● **TASK TO CARRY OUT**
Rewrite the items below with every "bench" changed to "seat", leaving everything else the same.

● **RECORD EXCERPTS**
-- Begin --
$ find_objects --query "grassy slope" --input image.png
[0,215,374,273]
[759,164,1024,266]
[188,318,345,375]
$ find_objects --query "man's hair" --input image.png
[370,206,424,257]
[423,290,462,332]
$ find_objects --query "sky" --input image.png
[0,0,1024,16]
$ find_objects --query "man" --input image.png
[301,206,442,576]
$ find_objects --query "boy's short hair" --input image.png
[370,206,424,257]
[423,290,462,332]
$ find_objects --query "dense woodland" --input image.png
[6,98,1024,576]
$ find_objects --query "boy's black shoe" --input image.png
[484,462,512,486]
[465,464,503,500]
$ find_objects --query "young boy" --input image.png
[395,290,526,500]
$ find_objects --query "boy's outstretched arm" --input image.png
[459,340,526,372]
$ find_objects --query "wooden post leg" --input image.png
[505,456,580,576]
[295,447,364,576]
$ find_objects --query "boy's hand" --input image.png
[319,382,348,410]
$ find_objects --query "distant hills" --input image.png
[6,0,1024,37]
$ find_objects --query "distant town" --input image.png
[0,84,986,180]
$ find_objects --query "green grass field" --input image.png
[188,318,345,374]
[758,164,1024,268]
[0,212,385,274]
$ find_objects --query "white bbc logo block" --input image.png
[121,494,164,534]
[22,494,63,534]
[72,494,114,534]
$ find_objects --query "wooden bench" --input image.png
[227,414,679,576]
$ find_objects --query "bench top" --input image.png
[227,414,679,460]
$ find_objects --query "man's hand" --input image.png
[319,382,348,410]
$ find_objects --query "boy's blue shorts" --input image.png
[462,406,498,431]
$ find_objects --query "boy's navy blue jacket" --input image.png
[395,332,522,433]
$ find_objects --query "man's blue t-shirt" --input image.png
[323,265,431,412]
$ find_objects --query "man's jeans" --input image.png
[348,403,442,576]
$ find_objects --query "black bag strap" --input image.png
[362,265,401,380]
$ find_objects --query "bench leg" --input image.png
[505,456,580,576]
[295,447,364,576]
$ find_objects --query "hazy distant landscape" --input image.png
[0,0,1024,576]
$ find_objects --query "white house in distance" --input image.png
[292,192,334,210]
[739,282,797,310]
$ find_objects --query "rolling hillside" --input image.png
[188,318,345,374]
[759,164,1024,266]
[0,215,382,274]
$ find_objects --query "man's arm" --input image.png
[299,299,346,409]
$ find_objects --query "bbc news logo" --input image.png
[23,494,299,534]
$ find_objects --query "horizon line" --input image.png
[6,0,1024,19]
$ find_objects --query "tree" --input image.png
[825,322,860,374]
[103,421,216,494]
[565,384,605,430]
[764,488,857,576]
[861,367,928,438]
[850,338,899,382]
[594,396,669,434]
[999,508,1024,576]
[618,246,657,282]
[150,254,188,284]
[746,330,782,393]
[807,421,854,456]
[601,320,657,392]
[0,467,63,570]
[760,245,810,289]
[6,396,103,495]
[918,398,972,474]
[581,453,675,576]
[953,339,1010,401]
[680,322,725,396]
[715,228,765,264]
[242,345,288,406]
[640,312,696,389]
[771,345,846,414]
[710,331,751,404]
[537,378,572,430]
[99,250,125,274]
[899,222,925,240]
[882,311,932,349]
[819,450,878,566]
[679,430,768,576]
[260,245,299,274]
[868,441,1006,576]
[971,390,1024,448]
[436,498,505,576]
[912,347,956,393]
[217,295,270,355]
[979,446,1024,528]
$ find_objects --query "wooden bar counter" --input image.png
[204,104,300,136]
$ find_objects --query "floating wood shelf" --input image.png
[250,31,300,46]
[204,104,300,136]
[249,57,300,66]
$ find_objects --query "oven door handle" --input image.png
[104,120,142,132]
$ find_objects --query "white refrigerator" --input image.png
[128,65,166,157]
-- End --
● **EXERCISE RESPONSE**
$ find_objects --query "grassy slope" --input image.png
[0,215,374,273]
[759,164,1024,266]
[188,318,345,375]
$ find_objects --query "man's hair" --input image.png
[370,206,424,257]
[423,290,462,332]
$ find_objects --query "sky" --input image.png
[0,0,1024,16]
$ find_objects --query "man" --input image.png
[301,206,442,576]
$ find_objects --query "boy's short hair" --input image.png
[370,206,424,257]
[423,290,462,332]
$ find_objects --query "dense woodland" --input image.png
[6,98,1024,576]
$ find_objects --query "boy's black shoe" --input image.png
[484,462,512,486]
[465,464,503,500]
$ find_objects --query "young boy" --input image.png
[395,290,526,500]
$ find_objects --query "boy's outstretched arm" --input image.png
[459,340,526,372]
$ find_objects --query "wooden post leg" --input image.png
[505,456,580,576]
[295,447,364,576]
$ find_objects --query "boy's hand" --input image.png
[319,382,348,410]
$ find_objects --query "distant hills" --input image.png
[6,0,1024,37]
$ find_objects --query "distant town" --input image.png
[0,84,986,180]
$ find_objects --query "green grass field" --input image.png
[188,318,345,374]
[758,164,1024,268]
[0,212,385,274]
$ find_objects --query "white bbc logo block" --input image.png
[121,494,164,534]
[22,494,63,534]
[72,494,114,534]
$ find_objects --query "wooden seat" --input image.png
[227,414,679,576]
$ find_objects --query "seat top" --input image.png
[227,414,679,460]
$ find_objects --query "man's hand" --input image.png
[319,382,348,410]
$ find_objects --query "boy's blue shorts" --input image.png
[462,406,498,431]
$ find_objects --query "boy's navy blue jacket" --input image.png
[395,332,522,433]
$ find_objects --query "man's blue t-shirt" --input image.png
[323,265,431,412]
$ find_objects --query "man's jeans" --input image.png
[348,403,442,576]
$ find_objects --query "black bag strap" --input image.png
[362,265,401,380]
$ find_objects --query "seat leg" --input image.png
[505,456,580,576]
[295,447,364,576]
$ find_objects --query "hazy distant landscape" --input image.png
[0,0,1024,576]
$ find_objects --query "white house in distance" --input image.png
[292,192,334,210]
[739,282,797,310]
$ find_objects --query "rolling hillside" --input image.png
[188,318,345,374]
[759,164,1024,266]
[0,215,382,274]
$ find_objects --query "man's arm" --input image.png
[299,299,346,409]
$ find_objects --query "bbc news logo" --input image.png
[23,494,299,534]
$ find_objects --query "horizon line" --input image.png
[6,0,1024,19]
$ find_objects --query "tree" --input image.png
[825,322,860,374]
[103,421,216,494]
[565,384,605,430]
[764,488,857,576]
[861,367,928,438]
[850,338,899,382]
[594,396,669,434]
[999,508,1024,576]
[618,246,657,282]
[150,254,188,284]
[746,330,782,393]
[807,421,854,456]
[601,320,657,392]
[0,467,63,570]
[760,245,810,289]
[6,396,103,495]
[918,398,972,474]
[581,453,675,576]
[953,339,1010,401]
[680,322,725,396]
[715,228,765,264]
[242,345,288,406]
[640,312,696,389]
[771,345,846,414]
[710,331,751,404]
[537,378,572,430]
[99,250,125,274]
[899,222,925,240]
[882,311,932,349]
[819,450,878,566]
[679,430,768,576]
[260,245,299,274]
[868,441,1006,576]
[971,390,1024,448]
[436,498,505,576]
[912,347,956,393]
[217,295,270,355]
[979,446,1024,528]
$ find_objects --query "wooden bar counter" --input image.png
[204,104,300,136]
$ find_objects --query "floating wood shelf" --input image.png
[250,31,300,46]
[204,104,300,136]
[249,57,300,66]
$ find_objects --query "oven door handle" --input image.png
[104,120,142,132]
$ find_objects --query "white refrigerator" --input image.png
[128,65,166,157]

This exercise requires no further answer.